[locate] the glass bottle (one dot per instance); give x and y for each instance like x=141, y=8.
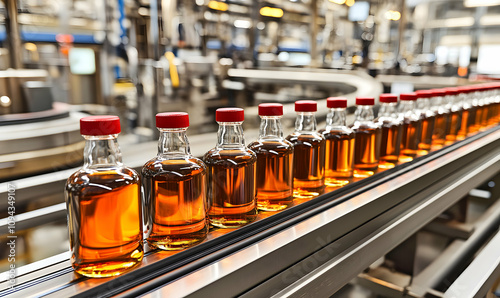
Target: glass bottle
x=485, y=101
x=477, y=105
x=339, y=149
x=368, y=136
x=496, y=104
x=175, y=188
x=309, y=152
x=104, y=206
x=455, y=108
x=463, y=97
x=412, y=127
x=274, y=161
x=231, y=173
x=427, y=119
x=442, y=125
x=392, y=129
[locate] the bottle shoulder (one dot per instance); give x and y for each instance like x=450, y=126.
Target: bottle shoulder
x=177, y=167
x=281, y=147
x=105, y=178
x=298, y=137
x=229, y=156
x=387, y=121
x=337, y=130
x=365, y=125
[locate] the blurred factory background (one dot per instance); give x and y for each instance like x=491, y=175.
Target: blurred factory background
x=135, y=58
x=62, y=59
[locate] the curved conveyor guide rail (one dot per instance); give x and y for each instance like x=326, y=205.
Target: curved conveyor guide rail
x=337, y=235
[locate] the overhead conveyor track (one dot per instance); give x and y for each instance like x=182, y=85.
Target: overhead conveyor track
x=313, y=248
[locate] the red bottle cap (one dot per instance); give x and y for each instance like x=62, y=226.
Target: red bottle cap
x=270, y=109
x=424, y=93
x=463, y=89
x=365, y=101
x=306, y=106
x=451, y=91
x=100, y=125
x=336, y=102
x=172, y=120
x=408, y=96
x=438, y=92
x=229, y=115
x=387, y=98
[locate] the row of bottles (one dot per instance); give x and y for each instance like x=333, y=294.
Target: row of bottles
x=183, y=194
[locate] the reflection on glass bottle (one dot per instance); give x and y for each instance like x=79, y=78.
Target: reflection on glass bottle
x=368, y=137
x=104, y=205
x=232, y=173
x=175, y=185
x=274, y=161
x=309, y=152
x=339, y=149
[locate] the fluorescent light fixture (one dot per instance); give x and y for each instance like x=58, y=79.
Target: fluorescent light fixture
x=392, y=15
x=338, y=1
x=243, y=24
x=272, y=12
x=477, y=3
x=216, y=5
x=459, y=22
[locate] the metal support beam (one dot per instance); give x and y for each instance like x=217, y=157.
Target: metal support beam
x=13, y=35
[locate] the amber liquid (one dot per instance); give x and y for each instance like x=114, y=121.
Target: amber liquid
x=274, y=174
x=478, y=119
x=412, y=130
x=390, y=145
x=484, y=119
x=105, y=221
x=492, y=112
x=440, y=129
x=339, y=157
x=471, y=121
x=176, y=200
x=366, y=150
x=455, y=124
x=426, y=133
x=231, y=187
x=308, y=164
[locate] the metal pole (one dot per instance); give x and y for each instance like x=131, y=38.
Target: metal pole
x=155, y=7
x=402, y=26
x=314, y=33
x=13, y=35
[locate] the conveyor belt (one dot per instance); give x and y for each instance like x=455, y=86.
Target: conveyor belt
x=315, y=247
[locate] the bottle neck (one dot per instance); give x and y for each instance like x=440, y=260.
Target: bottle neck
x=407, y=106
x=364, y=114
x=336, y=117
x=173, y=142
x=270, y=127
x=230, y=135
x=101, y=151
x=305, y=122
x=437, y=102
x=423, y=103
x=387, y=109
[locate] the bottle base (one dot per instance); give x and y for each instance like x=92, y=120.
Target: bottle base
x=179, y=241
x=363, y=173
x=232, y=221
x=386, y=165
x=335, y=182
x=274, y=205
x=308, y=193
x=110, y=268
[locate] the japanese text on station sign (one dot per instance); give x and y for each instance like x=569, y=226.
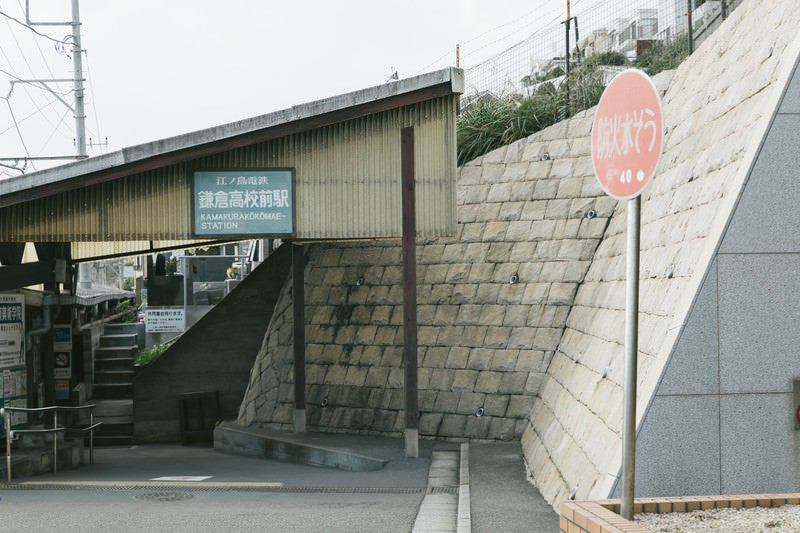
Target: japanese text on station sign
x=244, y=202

--

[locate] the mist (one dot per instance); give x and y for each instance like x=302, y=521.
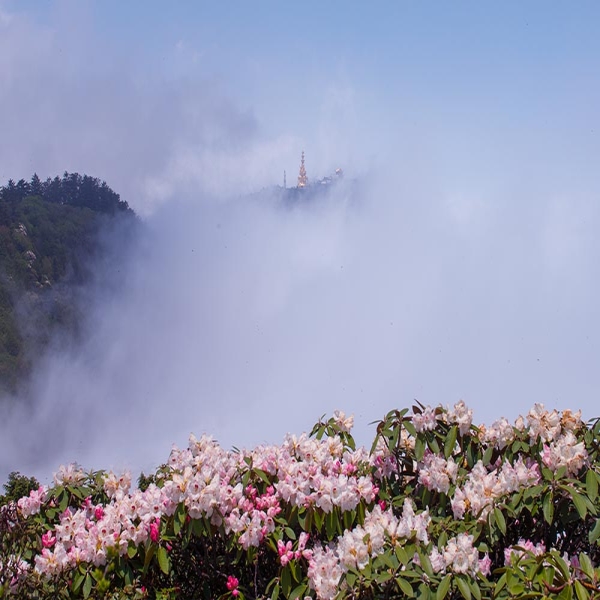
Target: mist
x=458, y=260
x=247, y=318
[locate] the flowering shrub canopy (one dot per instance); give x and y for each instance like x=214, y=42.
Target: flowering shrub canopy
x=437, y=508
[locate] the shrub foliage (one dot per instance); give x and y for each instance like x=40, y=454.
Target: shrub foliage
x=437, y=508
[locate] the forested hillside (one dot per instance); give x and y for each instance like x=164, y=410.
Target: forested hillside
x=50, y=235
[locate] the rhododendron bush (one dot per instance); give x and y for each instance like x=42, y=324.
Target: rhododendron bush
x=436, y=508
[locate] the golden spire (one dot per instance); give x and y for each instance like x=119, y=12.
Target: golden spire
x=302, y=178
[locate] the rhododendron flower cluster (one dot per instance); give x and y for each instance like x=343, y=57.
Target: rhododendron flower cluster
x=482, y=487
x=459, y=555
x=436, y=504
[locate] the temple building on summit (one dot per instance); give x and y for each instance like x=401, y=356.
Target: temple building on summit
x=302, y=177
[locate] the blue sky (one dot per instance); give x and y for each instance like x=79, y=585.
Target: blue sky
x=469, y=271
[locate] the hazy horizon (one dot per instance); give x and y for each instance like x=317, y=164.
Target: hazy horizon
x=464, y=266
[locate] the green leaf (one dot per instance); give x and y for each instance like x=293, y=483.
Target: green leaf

_What you have to do_
Copy out the records above, everything from the line containing "[locate] the bottle neck" down to the line containing "x=244, y=202", with both of those lines included. Leave the pictures out of your copy.

_The answer_
[locate] the bottle neck (one dot per instance); give x and y for each instance like x=440, y=260.
Target: bottle neck
x=407, y=106
x=364, y=114
x=336, y=117
x=173, y=142
x=270, y=127
x=230, y=135
x=101, y=151
x=305, y=122
x=437, y=102
x=423, y=103
x=387, y=109
[locate] the bottle base (one dot per instance); give x and y for each instance like x=92, y=120.
Target: bottle base
x=179, y=241
x=363, y=173
x=232, y=221
x=386, y=165
x=335, y=182
x=274, y=205
x=308, y=193
x=110, y=268
[locate] the japanese text on station sign (one dot per instance); give x and y for each instance like x=569, y=226.
Target: japanese text on station sign
x=244, y=202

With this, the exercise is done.